» **Your task**: A word-for-word printout of the listing below is needed.
★ ★ ★ ★ ★
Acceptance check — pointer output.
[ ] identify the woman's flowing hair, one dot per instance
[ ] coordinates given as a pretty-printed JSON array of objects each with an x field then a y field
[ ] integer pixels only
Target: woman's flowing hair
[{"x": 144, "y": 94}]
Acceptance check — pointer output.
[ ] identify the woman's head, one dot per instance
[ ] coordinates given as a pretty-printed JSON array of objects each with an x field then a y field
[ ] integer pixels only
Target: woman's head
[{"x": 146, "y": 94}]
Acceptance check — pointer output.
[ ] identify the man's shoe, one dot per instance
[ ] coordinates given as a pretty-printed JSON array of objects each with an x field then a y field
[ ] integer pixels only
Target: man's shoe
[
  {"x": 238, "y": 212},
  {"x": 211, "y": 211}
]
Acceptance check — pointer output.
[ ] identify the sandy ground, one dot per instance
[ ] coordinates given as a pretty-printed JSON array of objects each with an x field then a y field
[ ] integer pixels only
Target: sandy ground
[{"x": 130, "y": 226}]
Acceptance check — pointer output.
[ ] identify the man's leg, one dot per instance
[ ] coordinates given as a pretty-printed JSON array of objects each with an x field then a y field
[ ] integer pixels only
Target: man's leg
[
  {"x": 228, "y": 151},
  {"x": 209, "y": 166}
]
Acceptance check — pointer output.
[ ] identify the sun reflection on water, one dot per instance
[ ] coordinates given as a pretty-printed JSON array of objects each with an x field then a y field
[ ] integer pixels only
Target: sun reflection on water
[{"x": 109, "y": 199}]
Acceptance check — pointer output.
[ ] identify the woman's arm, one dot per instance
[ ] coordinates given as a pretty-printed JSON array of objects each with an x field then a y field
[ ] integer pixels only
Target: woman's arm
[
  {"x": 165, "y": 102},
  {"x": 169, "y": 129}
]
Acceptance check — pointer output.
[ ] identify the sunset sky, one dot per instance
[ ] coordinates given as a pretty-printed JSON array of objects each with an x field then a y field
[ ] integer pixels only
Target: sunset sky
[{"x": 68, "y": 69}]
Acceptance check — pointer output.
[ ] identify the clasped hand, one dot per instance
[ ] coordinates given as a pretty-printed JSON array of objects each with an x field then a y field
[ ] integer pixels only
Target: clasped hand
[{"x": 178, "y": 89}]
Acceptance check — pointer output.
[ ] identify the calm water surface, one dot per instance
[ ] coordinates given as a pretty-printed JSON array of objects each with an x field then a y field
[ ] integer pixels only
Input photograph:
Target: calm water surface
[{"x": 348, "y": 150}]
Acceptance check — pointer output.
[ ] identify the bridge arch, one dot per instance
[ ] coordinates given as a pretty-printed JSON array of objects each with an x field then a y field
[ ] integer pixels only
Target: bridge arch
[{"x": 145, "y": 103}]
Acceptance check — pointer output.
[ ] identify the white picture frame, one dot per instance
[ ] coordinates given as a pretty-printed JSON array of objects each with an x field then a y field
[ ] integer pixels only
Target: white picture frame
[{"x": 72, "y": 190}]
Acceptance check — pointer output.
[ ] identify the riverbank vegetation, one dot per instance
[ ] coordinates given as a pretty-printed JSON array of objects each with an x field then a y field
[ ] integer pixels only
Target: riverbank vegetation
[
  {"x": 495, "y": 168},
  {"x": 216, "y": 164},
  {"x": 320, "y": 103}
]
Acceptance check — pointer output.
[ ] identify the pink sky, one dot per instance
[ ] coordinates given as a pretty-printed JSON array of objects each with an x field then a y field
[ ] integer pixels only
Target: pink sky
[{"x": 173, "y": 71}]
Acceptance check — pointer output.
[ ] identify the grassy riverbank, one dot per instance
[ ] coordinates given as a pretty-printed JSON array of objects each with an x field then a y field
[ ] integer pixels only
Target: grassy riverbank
★ ★ ★ ★ ★
» **Written response**:
Acceptance check — pointer output.
[ ] identify the woman's flowing hair, one dot per instance
[ ] coordinates given as a pretty-printed JSON array of objects each with an x field then a y field
[ ] integer pixels only
Target: woman's flowing hair
[{"x": 144, "y": 94}]
Acceptance check — pointer output.
[ ] identify the woman's head, one dot per instance
[ ] coordinates given as a pretty-printed JSON array of objects each with an x field then a y field
[ ] integer pixels only
Target: woman's head
[{"x": 146, "y": 94}]
Acceptance check — pointer output.
[ ] identify the man's shoe, one dot per instance
[ ] coordinates given as a pretty-printed JSON array of objects each with an x field then a y field
[ ] integer pixels only
Target: man's shoe
[
  {"x": 238, "y": 212},
  {"x": 211, "y": 211}
]
Acceptance check — pointer output.
[ ] identify the sandy ground, one dot per instance
[ ] coordinates given as a pretty-printed JSON array of objects each with an x field then a y field
[ ] integer pixels only
Target: sandy ground
[{"x": 130, "y": 226}]
Acceptance check — pointer output.
[ ] identify the man's leg, one dot per instance
[ ] coordinates given as a pretty-printed JSON array of objects each with an x field then a y field
[ ] integer pixels only
Target: man's leg
[
  {"x": 228, "y": 151},
  {"x": 209, "y": 166}
]
Acceptance check — pointer output.
[ ] identify the sun reflection on water, one dot per instance
[ ] coordinates given as a pretty-printed JSON array of objects each with an x field then a y field
[ ] integer pixels only
Target: sun reflection on water
[{"x": 109, "y": 199}]
Acceptance check — pointer output.
[ ] identify the woman's arm, one dot per instance
[ ] coordinates given as a pretty-printed JSON array of objects each with an x field then a y field
[ ] integer pixels only
Target: woman's arm
[
  {"x": 165, "y": 102},
  {"x": 169, "y": 129}
]
Acceptance check — pointer output.
[ ] identify the sunset sky, one dot per instance
[ ] coordinates given as a pretty-printed JSON array of objects each with an x field then a y field
[ ] integer pixels only
Target: sunset sky
[{"x": 68, "y": 69}]
Acceptance check — pointer output.
[ ] identify the clasped hand, one dot per instance
[ ] coordinates given as a pretty-printed JSON array of objects each with an x field then a y field
[ ] integer pixels only
Target: clasped hand
[{"x": 178, "y": 89}]
Acceptance check — pointer output.
[ ] identify the calm water surface, one dot per instance
[ ] coordinates given as a pretty-printed JSON array of objects each with an x field then a y field
[ ] integer pixels only
Input photograph:
Target: calm water surface
[{"x": 348, "y": 150}]
Acceptance check — pointer output.
[ ] identify the bridge arch, one dot per instance
[ ] coordinates given as a pretty-printed JSON array of objects each with an x field then a y field
[ ] integer pixels only
Target: bridge arch
[{"x": 145, "y": 103}]
Acceptance check — pointer output.
[ ] identify the white picture frame, one dot per instance
[ ] coordinates given as a pretty-printed JSON array of objects each with an x field then a y field
[ ] integer pixels only
Target: white picture frame
[{"x": 72, "y": 190}]
Acceptance check — pointer output.
[ ] identify the riverbank vegetation, one dot per instance
[ ] coordinates given as a pretty-printed JSON array of objects each with an x field then a y field
[ ] integer pixels only
Target: riverbank vegetation
[
  {"x": 495, "y": 168},
  {"x": 216, "y": 164},
  {"x": 320, "y": 103}
]
Acceptance check — pointer output.
[ ] identify the pink sky, one dot per instance
[ ] coordinates given as a pretty-printed JSON array of objects each with an x field then a y field
[ ] integer pixels only
Target: pink sky
[{"x": 173, "y": 71}]
Acceptance check — pointer output.
[ ] identify the grassy riverbank, one dot per instance
[ ] coordinates given as a pretty-printed JSON array of objects each with an x field then a y field
[ ] integer pixels only
Target: grassy riverbank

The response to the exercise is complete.